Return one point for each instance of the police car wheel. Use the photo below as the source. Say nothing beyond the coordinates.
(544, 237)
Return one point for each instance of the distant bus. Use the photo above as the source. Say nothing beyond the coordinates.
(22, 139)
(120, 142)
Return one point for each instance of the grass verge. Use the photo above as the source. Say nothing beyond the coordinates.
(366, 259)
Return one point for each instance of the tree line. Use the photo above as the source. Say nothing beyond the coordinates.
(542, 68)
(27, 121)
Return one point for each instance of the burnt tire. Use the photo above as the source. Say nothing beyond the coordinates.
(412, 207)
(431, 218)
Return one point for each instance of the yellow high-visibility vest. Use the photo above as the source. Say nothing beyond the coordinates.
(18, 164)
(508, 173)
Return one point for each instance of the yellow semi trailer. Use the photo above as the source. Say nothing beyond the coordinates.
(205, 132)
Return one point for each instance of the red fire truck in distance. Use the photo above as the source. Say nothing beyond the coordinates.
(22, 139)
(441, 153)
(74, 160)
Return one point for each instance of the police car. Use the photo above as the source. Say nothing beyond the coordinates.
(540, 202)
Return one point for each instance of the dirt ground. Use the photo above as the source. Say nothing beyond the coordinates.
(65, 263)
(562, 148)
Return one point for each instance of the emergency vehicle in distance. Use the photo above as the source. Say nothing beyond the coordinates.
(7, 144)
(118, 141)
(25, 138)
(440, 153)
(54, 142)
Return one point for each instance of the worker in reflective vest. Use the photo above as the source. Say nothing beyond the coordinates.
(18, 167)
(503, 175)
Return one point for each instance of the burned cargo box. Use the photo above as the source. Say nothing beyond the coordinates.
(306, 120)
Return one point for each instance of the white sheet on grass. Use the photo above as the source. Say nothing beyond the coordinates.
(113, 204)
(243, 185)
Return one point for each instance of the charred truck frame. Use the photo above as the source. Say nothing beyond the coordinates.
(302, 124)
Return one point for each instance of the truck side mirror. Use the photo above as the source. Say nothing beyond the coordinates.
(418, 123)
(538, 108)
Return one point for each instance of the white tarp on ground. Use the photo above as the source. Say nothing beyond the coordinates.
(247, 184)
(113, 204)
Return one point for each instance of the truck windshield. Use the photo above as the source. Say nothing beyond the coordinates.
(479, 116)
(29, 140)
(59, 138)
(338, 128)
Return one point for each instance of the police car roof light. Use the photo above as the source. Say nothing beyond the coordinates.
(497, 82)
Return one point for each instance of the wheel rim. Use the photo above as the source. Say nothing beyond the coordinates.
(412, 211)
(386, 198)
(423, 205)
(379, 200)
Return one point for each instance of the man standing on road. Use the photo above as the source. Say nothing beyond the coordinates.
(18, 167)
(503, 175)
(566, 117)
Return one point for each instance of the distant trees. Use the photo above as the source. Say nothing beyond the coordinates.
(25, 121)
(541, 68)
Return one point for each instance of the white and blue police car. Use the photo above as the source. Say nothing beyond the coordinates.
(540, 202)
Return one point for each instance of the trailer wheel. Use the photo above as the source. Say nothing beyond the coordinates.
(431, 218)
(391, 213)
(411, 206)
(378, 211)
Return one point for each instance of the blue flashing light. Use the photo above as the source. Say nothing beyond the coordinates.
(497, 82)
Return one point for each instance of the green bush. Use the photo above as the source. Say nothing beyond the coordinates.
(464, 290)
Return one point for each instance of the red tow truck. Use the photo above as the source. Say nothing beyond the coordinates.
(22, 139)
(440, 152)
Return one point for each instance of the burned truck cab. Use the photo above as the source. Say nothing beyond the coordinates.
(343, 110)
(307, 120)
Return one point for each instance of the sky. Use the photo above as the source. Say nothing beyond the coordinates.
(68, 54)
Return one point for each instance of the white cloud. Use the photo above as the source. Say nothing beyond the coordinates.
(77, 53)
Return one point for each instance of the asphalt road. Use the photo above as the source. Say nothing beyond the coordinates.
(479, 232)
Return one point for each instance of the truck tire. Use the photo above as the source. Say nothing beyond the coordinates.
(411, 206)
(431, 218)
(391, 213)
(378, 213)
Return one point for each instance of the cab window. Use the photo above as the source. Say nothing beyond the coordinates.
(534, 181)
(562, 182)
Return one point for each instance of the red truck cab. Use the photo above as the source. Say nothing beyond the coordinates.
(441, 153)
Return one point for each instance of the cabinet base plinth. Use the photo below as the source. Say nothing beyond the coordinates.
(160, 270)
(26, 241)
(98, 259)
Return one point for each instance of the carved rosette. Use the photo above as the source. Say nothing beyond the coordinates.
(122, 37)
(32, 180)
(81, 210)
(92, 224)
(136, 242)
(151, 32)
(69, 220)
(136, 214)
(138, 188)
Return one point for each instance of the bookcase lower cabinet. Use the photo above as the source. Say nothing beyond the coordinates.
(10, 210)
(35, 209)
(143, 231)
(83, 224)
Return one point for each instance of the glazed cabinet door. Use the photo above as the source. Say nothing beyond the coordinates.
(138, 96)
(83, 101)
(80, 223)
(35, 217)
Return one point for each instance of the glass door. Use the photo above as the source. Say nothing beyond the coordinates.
◆ ◆ ◆ ◆
Description of the task> Reproduce exactly the lines from the one containing "Return one point for each instance of the carved" through the last line of the records above, including both, and nothing else.

Answer for this exercise>
Return one point for each instance of the carved rosette. Use the photo above as the source. Say nothing beyond the coordinates.
(122, 37)
(32, 180)
(81, 210)
(92, 224)
(136, 242)
(151, 32)
(69, 220)
(136, 214)
(138, 188)
Return one point for each instance of the bookcase lower cabinet. Use the photo above as the source. Say nothing beyond the coordinates.
(10, 210)
(35, 209)
(143, 231)
(83, 224)
Return one point for each instance of the glazed cabinet door. Use the photo above as the source. Say nothing beyond the coordinates.
(138, 96)
(83, 101)
(80, 223)
(35, 217)
Return one point for each instance of the glass door. Use the photo above as the source. Say nothing beyond the coordinates.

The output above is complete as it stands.